▸ **WHAT YOU HAVE TO DO**
Find every line in the records below that contains the word "slope", and copy each one out. Case counts, so match the capitalization of "slope".

▸ **INPUT**
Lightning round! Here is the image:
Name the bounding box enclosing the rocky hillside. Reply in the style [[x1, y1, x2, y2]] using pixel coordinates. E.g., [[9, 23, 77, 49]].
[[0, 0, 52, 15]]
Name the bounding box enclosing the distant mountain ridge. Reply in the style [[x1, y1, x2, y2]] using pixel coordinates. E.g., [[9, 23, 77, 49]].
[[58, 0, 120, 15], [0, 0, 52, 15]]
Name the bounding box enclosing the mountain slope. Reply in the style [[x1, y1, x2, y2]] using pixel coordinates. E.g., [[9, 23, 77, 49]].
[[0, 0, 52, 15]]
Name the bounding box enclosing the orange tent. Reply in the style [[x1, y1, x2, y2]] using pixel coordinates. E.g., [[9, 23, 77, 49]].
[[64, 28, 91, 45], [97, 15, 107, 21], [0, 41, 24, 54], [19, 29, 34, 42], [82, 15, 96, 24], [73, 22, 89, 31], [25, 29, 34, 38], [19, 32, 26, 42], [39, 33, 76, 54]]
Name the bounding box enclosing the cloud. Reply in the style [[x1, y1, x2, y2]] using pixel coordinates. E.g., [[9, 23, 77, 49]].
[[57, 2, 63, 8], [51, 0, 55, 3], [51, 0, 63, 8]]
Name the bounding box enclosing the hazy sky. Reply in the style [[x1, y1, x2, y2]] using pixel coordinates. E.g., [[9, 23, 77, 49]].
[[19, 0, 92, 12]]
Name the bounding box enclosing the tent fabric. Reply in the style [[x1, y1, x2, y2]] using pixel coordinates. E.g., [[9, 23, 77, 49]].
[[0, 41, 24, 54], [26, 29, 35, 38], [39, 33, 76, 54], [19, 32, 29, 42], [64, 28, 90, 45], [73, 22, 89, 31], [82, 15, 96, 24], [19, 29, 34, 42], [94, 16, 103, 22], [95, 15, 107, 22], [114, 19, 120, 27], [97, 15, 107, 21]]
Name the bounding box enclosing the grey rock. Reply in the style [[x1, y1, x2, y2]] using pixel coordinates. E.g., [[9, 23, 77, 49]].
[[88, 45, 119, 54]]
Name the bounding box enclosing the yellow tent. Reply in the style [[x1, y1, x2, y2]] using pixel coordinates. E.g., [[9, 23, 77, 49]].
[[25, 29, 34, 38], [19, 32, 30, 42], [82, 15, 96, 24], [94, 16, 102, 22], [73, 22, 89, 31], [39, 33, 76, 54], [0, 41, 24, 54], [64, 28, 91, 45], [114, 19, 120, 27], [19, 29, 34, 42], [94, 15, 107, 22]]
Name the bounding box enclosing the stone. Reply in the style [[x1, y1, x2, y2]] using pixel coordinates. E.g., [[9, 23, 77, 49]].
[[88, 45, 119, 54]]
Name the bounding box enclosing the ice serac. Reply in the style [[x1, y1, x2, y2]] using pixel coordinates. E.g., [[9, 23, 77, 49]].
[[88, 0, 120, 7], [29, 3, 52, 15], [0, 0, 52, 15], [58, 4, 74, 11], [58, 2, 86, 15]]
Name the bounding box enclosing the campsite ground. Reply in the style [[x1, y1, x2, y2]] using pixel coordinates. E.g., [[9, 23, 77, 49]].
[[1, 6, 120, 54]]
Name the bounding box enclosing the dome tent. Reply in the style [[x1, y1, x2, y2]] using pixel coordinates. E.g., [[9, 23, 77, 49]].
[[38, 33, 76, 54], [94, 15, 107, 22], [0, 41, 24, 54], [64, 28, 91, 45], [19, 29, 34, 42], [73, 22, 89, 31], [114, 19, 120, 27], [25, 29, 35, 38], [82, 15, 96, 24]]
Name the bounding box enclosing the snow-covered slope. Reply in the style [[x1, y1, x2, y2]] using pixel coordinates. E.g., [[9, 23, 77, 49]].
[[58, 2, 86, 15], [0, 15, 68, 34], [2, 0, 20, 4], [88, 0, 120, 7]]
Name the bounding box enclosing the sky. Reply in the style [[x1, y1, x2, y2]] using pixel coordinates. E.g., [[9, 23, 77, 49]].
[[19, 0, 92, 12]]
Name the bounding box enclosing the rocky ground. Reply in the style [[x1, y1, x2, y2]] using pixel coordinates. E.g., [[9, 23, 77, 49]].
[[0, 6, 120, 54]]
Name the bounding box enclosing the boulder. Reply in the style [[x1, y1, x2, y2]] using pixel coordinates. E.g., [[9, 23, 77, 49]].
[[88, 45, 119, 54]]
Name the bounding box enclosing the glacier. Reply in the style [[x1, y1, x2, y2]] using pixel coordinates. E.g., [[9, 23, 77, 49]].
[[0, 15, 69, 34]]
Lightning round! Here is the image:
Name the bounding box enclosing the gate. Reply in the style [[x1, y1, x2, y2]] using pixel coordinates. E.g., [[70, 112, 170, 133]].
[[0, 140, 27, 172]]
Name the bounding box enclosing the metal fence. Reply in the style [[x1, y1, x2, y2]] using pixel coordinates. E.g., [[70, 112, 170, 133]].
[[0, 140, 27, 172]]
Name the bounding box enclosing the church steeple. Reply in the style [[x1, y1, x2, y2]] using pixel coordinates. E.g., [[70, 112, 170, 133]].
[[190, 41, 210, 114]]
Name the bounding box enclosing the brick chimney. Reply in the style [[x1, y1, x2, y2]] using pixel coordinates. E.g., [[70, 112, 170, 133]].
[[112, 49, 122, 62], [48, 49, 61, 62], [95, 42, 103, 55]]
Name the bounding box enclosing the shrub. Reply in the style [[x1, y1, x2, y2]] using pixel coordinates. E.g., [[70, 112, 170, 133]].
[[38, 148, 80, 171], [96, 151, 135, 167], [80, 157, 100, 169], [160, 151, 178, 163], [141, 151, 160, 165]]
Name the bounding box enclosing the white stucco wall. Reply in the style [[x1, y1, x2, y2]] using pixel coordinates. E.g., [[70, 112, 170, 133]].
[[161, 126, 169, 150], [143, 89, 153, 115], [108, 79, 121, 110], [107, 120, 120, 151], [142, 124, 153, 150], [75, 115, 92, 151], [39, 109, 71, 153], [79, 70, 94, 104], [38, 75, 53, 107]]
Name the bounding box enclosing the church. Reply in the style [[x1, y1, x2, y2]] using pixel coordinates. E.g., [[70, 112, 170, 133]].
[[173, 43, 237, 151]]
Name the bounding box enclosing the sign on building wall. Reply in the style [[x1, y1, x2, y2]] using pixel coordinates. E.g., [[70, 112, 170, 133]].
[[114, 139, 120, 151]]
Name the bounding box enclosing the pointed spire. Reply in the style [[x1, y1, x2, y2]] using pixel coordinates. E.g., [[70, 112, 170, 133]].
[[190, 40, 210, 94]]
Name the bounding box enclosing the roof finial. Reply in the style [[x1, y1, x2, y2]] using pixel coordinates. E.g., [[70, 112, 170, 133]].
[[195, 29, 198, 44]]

▸ **COMPLETE ANSWER**
Name the bounding box enclosing the mountain slope. Reply in the style [[x1, y1, x2, y2]] using pixel coordinates. E.g., [[9, 23, 77, 49]].
Name the bounding box enclosing the snow-covered slope. Reply in the style [[x1, y1, x2, y2]] using pixel coordinates. E.g., [[9, 23, 77, 49]].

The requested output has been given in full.